### CHECK YOUR UNDERSTANDING
• A. Answer these questions from the Madras High Court report, one line each, marked as they are:
(i) How many weeks did the court give the Centre and the State government?
(ii) Who represented the petitioners?
(iii) How many FIRs did Tamil Nadu file against the foreigners?
• B. List every law under which, according to the Madras High Court report, the foreign nationals were booked.
• C. Carry the Madras High Court report forward from its final sentence with the next part.

### PASSAGE SHOWN
========================

The Madras High Court on Monday granted two weeks to the Centre and the State government to spell out if they would allow 219 Muslim foreign nationals, who had been detained for engaging in religious propagation in violation of the conditions of their tourist visas, to fly back to their respective countries.
Justices N. Kirubakaran and V.M. Velumani accepted a request made on behalf of Assistant Solicitor General G. Karthikeyan and State Public Prosecutor A. Natarajan to grant them some time to submit a counter-affidavit to the writ petitions filed against the detention of the foreign nationals even after they were granted interim bail.
Senior counsel M. Ajmal Khan, representing the petitioners, said the Centre had issued an advisory asking State governments to act against the foreign nationals, who had come to India to attend an event organised by the Tablighi Jamaat in Delhi, and had subsequently travelled to several other parts of the country.
He claimed that many States did not follow the advisory. However, Tamil Nadu implemented the advisory strictly by filing 14 FIRs against the 219 foreigners. The detainees included 53 persons from Indonesia, 17 from Malaysia, 14 from Thailand, 14 from Bangladesh, 13 from Myanmar, eight from Ethiopia, five from France, three from the Comoros, and one each from Democratic Republic of the Congo and Belgium. They were booked under provisions of the Disaster Management Act of 2005 and the Epidemic Diseases Act of 1897 for having allegedly spread COVID-19. They were also booked under the Foreigners Act for having violated their visa conditions.

========================

### RECORDED DATA

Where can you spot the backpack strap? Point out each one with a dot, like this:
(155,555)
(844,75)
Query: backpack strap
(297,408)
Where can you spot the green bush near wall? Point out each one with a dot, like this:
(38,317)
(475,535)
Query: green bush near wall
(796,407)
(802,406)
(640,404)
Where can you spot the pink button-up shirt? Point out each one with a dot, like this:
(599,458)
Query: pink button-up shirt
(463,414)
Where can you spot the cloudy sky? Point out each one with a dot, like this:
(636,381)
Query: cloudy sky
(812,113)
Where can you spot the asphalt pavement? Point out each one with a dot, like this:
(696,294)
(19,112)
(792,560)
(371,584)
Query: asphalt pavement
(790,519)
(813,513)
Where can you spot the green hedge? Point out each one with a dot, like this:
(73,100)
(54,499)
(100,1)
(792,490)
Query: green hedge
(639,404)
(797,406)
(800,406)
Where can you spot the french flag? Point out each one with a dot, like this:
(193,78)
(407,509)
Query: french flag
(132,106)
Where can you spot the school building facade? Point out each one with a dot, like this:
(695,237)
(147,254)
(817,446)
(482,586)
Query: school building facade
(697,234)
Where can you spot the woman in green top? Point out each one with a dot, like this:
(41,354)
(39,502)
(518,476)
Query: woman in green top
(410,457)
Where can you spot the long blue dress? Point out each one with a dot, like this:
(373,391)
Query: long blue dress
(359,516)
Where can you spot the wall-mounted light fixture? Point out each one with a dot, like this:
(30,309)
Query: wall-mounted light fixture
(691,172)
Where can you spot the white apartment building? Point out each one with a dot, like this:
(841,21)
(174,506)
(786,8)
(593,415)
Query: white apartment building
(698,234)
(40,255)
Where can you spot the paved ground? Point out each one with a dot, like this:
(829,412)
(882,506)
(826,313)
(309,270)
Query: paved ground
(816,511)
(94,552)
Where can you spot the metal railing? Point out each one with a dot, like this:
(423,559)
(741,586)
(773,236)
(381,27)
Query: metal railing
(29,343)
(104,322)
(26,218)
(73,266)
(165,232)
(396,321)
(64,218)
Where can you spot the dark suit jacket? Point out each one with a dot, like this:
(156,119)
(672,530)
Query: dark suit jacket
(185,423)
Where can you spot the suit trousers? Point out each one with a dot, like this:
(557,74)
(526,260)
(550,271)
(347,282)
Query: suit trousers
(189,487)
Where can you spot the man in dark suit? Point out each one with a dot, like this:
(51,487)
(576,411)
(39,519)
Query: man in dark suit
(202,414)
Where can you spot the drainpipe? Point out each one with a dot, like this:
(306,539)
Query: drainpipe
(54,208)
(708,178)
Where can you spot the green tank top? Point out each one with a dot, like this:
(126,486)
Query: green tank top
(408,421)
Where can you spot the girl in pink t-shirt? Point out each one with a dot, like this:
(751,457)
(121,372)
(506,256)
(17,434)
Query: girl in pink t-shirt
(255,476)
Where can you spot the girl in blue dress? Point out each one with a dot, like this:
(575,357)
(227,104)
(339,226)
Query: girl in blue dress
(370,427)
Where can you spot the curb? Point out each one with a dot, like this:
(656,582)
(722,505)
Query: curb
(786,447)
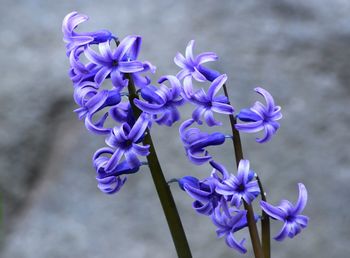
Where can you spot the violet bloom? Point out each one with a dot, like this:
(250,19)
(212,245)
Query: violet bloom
(162,102)
(111,182)
(192,66)
(75,39)
(228,222)
(126,142)
(289,214)
(118,62)
(239,187)
(207,103)
(196,141)
(260,117)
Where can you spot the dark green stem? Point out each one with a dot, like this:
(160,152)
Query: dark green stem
(163,190)
(253,231)
(265,225)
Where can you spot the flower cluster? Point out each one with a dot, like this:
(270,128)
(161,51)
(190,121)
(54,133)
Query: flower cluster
(103,69)
(221,195)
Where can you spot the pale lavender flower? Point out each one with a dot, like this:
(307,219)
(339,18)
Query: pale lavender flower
(192,66)
(162,102)
(260,117)
(196,141)
(229,221)
(240,187)
(207,103)
(288,213)
(116,63)
(74,39)
(125,140)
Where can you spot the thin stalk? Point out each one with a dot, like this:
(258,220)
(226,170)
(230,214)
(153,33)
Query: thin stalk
(163,190)
(265,224)
(253,231)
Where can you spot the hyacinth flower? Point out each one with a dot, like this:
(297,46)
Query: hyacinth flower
(240,187)
(192,66)
(260,117)
(113,181)
(228,221)
(116,63)
(289,214)
(196,141)
(74,39)
(125,140)
(162,102)
(206,102)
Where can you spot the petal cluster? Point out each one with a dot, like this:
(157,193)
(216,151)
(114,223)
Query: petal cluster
(260,117)
(240,187)
(207,103)
(289,214)
(162,102)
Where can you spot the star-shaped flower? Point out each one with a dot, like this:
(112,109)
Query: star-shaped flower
(288,213)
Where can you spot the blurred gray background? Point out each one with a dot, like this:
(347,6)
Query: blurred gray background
(298,50)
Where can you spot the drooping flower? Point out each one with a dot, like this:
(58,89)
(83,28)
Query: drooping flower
(260,117)
(116,63)
(229,221)
(207,103)
(288,213)
(239,187)
(125,142)
(111,182)
(203,191)
(74,39)
(162,102)
(196,141)
(192,66)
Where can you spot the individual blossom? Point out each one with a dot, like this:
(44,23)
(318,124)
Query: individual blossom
(228,221)
(111,182)
(75,39)
(162,102)
(240,187)
(207,103)
(116,63)
(288,213)
(196,141)
(203,191)
(125,141)
(260,117)
(192,66)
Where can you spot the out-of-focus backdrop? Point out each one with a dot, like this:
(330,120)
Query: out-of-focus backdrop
(298,50)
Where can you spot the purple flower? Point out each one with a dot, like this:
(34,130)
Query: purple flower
(196,141)
(228,224)
(125,140)
(289,214)
(112,182)
(74,39)
(207,103)
(191,67)
(118,62)
(162,102)
(260,117)
(236,188)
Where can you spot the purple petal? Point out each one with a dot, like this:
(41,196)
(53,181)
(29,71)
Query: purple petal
(302,200)
(216,85)
(206,57)
(130,66)
(273,211)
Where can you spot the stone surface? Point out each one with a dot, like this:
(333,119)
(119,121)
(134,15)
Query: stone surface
(299,50)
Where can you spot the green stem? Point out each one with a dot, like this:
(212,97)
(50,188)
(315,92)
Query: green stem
(265,225)
(253,231)
(163,190)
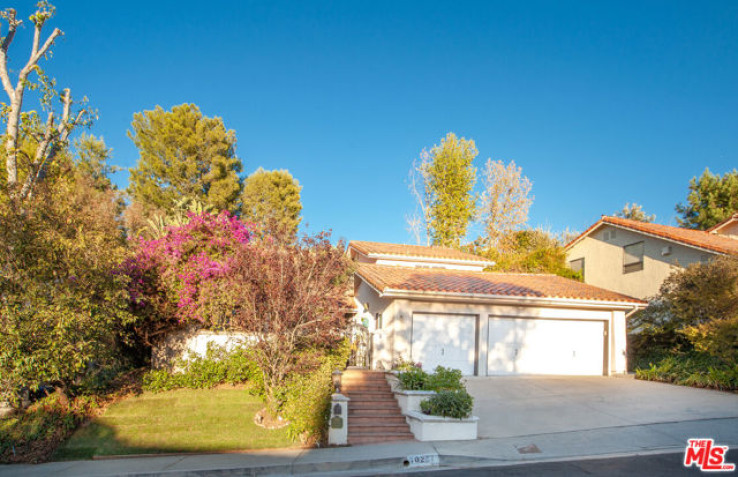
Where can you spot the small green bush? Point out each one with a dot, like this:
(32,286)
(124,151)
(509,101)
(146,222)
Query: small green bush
(691,369)
(414,379)
(403,365)
(444,379)
(456,404)
(218,366)
(32,434)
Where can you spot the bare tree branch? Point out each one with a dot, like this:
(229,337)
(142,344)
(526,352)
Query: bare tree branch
(12,26)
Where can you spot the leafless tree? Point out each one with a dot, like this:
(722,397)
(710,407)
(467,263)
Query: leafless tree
(505,201)
(54,134)
(417,222)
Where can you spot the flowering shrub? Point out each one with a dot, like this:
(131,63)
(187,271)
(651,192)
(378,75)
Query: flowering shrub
(176,277)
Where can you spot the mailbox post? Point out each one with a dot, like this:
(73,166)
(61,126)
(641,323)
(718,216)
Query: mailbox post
(338,423)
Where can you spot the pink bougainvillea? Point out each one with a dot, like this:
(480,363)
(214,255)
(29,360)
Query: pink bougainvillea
(176,273)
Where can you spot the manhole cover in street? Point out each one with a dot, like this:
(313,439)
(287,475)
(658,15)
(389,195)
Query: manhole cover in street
(529,449)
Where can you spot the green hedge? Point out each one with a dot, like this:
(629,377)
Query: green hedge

========================

### TASK RESULTS
• A.
(i) Two weeks.
(ii) Senior counsel M. Ajmal Khan.
(iii) 14 FIRs.

• B. The Disaster Management Act of 2005, the Epidemic Diseases Act of 1897, and the Foreigners Act.

• C.
The prosecution’s case was that they had done these things deliberately.
Referring to a recent order passed by Justice G.R. Swaminathan at the Madurai Bench of the Madras High Court for the release of similarly placed persons, the senior counsel insisted that the benefit be provided to the present petitioners too.
Appearing for the detainees, advocate Aasim Shehzad argued that the charge of religious propagation was absurd, since most of the foreigners hailed from non-English-speaking countries. “I really wonder in which language they would have propagated their religion here,” he said.